— To be done —
Count the lines in the records below that contain the word "succulent", and reply with only that number.

--- START ---

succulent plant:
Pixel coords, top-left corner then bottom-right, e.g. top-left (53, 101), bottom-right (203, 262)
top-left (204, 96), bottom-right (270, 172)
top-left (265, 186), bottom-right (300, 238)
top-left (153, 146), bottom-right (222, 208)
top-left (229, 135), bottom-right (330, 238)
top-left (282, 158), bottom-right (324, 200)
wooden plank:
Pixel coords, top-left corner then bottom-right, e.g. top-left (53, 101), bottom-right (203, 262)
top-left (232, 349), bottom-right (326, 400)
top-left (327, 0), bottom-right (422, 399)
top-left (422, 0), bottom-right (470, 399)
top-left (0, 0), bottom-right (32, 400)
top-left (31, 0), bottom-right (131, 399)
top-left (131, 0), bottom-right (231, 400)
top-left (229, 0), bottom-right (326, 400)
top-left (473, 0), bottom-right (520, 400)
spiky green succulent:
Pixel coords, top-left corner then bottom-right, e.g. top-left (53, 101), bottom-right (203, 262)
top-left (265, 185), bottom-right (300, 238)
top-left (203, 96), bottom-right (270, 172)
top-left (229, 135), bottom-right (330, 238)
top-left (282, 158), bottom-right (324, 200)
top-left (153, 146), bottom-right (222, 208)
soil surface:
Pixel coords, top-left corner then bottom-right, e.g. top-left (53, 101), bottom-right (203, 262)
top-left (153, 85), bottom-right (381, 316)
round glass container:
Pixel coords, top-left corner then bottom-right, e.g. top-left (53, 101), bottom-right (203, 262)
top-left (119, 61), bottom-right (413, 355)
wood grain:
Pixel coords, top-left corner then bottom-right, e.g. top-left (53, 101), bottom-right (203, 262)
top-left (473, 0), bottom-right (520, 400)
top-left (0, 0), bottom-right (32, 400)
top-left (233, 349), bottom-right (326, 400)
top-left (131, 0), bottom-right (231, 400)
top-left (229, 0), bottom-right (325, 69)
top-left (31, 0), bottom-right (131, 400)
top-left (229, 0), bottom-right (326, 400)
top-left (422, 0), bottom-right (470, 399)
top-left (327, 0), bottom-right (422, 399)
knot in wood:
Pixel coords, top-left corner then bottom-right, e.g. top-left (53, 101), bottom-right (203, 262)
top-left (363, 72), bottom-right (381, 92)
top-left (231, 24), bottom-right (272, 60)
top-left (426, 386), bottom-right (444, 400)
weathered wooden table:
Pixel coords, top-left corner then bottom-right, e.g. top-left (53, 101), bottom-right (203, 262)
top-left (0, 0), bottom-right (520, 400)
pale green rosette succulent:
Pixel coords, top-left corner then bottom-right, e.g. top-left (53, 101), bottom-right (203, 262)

--- END ---

— Result of the task —
3